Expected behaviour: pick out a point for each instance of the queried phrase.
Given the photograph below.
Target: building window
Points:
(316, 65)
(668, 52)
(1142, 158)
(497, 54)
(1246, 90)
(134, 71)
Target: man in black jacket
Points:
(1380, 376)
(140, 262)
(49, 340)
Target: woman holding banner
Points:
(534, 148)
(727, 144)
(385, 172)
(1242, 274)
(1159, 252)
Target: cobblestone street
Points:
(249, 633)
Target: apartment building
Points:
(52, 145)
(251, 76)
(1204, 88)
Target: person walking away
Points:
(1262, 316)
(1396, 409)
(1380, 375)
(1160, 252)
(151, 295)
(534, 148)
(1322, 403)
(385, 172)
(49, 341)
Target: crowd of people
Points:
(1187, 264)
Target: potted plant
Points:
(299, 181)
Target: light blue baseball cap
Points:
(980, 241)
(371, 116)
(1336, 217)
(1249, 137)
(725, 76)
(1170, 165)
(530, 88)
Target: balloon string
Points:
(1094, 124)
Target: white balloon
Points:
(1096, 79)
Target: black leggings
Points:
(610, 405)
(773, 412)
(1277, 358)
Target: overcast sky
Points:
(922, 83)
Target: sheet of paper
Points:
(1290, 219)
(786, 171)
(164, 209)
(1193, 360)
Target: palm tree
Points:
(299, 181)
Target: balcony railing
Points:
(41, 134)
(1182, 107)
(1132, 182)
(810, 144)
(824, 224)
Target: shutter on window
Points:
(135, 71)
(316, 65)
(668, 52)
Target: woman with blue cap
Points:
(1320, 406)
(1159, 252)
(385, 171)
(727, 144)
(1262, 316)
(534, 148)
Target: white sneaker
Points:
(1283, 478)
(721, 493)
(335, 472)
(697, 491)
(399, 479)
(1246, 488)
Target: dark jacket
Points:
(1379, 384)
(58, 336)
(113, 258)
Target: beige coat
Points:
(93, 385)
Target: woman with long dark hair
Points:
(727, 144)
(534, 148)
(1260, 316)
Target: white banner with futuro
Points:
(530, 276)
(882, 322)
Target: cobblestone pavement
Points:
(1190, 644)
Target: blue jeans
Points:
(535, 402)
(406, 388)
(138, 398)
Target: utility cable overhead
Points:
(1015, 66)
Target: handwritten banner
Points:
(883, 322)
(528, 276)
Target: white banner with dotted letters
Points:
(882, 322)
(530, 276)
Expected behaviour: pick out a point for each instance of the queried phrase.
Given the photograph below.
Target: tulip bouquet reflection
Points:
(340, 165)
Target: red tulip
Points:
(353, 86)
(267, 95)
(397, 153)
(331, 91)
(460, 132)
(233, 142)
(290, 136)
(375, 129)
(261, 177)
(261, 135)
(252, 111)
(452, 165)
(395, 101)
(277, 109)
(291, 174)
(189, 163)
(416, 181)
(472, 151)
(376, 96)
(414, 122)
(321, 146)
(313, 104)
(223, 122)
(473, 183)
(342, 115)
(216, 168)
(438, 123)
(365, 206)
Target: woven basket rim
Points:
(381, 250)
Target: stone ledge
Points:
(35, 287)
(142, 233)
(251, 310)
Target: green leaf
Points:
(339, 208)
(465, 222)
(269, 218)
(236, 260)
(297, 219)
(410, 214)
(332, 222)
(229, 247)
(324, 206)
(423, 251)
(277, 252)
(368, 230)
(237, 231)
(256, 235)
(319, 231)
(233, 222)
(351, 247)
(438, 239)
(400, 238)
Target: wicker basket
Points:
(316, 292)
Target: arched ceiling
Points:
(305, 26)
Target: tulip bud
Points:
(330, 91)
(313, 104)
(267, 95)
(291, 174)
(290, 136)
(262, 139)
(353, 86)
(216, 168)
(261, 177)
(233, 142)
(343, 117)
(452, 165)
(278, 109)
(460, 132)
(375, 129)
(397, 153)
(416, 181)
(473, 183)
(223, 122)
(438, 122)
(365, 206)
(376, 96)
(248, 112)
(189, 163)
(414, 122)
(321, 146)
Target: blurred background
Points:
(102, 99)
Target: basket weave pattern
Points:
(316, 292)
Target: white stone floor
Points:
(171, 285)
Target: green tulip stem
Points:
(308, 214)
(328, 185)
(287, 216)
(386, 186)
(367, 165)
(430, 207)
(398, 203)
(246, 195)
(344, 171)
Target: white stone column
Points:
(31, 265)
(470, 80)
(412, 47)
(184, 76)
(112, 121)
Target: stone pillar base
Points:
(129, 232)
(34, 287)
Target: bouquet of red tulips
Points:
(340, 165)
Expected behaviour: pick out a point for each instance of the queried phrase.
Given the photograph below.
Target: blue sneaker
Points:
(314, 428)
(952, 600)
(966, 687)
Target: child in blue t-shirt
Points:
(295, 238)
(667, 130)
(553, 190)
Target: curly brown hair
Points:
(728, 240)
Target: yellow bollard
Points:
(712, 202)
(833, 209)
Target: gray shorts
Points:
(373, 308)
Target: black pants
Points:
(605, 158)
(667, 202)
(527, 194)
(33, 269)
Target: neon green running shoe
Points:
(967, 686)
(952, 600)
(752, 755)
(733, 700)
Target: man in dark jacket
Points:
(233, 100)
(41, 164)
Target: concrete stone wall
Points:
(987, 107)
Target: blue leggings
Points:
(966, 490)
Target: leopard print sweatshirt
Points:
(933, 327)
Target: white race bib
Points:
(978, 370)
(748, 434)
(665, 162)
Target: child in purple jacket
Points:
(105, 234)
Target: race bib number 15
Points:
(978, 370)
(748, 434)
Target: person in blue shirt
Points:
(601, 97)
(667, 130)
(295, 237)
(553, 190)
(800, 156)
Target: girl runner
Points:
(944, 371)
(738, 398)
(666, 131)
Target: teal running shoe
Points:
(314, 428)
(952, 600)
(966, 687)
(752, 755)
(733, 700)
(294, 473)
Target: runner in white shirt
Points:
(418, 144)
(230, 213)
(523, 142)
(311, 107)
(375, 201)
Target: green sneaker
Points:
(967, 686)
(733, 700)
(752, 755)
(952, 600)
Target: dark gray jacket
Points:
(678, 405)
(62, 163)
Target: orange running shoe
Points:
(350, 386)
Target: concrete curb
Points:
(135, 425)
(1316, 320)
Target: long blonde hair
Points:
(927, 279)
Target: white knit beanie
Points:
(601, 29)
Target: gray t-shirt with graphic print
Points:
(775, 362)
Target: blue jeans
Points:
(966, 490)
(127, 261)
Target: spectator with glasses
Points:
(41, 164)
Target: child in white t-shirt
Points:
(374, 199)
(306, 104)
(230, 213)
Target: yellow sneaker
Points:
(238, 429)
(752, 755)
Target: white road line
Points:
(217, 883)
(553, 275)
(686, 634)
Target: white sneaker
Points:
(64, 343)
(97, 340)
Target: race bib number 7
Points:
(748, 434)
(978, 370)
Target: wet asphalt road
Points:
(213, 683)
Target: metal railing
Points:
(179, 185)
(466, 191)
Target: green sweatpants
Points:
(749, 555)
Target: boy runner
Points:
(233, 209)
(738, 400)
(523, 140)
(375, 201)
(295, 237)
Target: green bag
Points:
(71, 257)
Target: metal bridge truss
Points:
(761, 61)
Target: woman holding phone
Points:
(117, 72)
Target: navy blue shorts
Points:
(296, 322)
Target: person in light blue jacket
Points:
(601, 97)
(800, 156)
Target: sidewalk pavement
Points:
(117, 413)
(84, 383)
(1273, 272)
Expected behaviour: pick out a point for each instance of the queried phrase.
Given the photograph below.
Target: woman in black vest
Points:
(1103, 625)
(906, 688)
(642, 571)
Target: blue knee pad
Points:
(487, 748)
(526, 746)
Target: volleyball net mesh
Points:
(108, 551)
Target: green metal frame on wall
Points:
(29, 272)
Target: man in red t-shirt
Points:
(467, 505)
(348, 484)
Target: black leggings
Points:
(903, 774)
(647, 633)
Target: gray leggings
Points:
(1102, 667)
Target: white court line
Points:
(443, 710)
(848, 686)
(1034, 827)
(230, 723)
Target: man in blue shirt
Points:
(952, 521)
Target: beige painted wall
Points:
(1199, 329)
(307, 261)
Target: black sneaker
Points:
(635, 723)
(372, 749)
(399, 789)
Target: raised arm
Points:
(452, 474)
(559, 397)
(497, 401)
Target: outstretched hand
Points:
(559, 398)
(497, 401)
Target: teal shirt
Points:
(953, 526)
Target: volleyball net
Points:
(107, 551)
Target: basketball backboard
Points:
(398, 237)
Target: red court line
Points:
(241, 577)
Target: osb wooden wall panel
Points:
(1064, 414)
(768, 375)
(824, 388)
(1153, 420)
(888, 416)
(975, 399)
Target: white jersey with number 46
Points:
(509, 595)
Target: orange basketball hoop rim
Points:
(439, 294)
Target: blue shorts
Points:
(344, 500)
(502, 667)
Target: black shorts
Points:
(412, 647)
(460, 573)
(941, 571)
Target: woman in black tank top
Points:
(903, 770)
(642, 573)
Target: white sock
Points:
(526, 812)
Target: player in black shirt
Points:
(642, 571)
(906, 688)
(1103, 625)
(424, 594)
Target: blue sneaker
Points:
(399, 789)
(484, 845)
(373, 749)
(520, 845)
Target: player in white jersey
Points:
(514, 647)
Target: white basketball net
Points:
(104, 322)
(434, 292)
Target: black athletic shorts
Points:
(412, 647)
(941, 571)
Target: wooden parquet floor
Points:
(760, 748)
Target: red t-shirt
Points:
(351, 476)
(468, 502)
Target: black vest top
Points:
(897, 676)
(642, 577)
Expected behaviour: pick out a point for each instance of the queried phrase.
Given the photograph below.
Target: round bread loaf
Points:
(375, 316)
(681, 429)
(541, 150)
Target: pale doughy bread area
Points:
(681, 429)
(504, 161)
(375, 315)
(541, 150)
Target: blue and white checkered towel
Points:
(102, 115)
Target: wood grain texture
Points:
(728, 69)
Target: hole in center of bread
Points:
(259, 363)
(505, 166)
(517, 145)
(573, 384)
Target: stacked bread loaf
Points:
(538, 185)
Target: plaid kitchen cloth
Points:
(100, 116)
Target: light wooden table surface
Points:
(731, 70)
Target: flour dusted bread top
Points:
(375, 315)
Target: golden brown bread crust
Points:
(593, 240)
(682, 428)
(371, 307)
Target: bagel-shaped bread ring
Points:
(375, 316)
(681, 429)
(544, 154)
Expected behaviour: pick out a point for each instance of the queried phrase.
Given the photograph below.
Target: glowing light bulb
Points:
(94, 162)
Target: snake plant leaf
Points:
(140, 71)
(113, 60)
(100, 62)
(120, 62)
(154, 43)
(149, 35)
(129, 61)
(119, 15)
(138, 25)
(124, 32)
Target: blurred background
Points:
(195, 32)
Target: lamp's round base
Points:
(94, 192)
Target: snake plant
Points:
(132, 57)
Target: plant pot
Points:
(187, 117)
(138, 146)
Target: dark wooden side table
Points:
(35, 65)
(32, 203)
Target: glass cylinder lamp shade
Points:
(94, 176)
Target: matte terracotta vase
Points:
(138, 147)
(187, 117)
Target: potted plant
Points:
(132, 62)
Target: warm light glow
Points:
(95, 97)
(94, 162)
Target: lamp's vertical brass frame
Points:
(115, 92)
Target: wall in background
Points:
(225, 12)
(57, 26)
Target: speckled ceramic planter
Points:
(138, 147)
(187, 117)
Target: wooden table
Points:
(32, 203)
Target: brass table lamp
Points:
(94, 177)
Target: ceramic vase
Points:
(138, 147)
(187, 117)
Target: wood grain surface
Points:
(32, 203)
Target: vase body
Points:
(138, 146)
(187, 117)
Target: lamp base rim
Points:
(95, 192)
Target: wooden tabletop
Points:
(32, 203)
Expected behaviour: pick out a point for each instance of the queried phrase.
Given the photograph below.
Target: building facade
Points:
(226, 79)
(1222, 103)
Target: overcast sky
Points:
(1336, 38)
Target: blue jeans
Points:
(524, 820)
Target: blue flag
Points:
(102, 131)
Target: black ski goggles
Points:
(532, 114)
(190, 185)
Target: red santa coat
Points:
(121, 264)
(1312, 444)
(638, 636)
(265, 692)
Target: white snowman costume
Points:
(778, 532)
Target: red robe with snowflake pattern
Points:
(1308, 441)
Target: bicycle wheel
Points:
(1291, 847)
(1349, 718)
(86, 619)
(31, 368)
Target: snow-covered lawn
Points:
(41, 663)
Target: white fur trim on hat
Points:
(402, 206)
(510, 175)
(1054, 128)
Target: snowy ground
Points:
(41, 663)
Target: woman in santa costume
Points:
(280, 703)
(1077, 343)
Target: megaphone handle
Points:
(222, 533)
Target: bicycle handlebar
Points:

• • • • • • •

What to produce:
Could you please copy the lines above exactly, beginning at the first and ending at the line that contains "Target: person walking away"?

Answer area:
Expected behaviour: pick out a point for each instance of the queried phrase.
Given the photograph below.
Target: building window
Points:
(316, 65)
(668, 52)
(1142, 158)
(497, 54)
(1246, 90)
(134, 71)
Target: man in black jacket
Points:
(1380, 376)
(140, 262)
(49, 340)
Target: woman holding banner
Points:
(534, 148)
(727, 144)
(385, 172)
(1242, 274)
(1159, 252)
Target: cobblestone street
Points:
(249, 633)
Target: apartment building
Points:
(52, 145)
(251, 76)
(1204, 88)
Target: person walking away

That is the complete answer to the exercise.